» **任务要求**:
请从下列条目中提取所有含有字符串“road”的行，逐行原样列出。

» **所给条目**:
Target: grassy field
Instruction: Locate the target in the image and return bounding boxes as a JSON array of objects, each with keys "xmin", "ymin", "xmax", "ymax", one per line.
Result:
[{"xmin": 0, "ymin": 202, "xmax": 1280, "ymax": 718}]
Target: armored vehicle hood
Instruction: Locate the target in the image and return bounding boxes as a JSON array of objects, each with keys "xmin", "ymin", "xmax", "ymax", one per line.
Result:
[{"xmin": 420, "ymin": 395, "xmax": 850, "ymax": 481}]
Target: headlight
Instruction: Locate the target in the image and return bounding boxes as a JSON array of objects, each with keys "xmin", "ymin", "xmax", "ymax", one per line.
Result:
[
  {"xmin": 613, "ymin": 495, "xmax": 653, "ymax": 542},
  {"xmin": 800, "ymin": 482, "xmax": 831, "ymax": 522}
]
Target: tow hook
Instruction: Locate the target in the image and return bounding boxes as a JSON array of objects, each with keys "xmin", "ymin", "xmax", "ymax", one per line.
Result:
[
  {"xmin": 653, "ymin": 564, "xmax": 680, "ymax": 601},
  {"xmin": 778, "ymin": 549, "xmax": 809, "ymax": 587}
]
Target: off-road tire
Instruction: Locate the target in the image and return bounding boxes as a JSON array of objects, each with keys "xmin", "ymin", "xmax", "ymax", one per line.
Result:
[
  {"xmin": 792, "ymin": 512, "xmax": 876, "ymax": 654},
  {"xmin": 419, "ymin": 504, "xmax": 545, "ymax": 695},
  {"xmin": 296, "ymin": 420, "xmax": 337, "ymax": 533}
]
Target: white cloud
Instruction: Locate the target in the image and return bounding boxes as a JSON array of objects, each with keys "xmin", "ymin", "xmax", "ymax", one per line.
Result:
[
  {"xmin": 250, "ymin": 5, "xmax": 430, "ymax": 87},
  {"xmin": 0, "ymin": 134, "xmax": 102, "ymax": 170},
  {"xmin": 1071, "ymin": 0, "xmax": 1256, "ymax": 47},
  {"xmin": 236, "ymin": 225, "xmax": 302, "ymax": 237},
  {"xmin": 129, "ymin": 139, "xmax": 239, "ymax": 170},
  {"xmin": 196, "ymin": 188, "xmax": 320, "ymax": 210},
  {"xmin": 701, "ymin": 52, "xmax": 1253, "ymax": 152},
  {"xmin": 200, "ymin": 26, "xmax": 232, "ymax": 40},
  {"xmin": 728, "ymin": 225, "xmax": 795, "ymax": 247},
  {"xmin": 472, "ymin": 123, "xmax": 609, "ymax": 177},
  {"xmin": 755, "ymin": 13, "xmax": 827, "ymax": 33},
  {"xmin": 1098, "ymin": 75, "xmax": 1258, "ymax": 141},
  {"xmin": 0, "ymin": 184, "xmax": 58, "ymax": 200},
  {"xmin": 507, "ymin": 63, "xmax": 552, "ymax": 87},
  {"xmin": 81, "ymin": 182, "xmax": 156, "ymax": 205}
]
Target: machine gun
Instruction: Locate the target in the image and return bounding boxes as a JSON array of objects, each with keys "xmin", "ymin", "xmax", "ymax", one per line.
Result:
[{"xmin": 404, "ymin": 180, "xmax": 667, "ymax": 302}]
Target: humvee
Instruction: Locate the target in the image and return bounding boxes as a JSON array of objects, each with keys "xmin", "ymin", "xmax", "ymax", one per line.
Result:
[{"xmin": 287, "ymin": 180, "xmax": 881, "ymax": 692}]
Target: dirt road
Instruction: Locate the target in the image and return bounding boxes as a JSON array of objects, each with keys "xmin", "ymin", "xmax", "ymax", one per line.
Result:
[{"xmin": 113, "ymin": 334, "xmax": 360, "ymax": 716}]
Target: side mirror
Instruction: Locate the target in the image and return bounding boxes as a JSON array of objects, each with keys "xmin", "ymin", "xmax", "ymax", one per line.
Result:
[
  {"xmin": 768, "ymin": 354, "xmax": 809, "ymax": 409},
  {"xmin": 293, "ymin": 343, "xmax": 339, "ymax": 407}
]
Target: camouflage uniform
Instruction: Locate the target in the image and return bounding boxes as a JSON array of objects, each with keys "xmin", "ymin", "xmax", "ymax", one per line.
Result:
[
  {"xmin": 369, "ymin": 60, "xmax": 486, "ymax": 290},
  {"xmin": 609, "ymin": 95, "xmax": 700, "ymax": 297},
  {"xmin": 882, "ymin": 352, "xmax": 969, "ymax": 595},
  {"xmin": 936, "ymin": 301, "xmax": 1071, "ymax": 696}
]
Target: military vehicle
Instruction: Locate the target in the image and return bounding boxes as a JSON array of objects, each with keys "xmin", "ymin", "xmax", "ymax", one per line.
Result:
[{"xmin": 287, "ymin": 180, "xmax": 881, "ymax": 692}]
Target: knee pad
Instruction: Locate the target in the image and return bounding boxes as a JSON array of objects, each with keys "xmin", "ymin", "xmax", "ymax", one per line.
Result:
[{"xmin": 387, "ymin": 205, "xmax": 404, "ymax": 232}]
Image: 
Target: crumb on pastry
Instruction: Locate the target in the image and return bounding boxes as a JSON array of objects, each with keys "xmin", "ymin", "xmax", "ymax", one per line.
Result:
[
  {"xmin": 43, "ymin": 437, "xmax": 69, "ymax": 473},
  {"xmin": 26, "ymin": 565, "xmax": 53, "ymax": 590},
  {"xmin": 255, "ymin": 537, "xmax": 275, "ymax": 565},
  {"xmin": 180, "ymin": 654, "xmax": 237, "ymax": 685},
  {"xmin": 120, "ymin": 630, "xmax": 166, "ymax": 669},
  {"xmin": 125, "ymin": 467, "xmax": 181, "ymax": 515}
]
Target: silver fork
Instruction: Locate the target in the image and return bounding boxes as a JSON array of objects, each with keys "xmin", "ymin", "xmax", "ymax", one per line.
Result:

» **本题解答**:
Target: off-road tire
Target: dirt road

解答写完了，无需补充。